▶ **Supplied information**:
******

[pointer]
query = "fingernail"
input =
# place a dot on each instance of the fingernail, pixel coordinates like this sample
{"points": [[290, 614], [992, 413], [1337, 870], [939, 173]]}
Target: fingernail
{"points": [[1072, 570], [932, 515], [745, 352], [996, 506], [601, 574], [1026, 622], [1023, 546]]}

******

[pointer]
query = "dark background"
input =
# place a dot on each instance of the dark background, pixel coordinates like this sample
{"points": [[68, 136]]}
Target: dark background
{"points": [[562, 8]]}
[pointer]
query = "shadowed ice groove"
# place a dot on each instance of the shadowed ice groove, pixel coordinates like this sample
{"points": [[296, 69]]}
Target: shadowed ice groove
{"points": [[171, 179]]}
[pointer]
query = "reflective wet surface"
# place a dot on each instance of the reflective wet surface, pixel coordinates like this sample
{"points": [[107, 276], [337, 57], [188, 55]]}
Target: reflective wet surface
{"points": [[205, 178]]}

******

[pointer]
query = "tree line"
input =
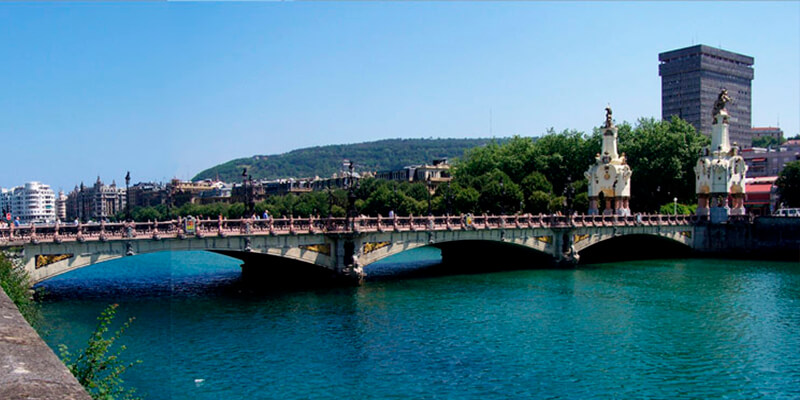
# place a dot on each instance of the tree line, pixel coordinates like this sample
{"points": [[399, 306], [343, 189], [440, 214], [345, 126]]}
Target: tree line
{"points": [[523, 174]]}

******

▶ **Written request**:
Count the lines in the rows above that contain the string "points", treating uppercase and lowercase letters as different. Reply with the number alone.

▶ **Finished exercise**:
10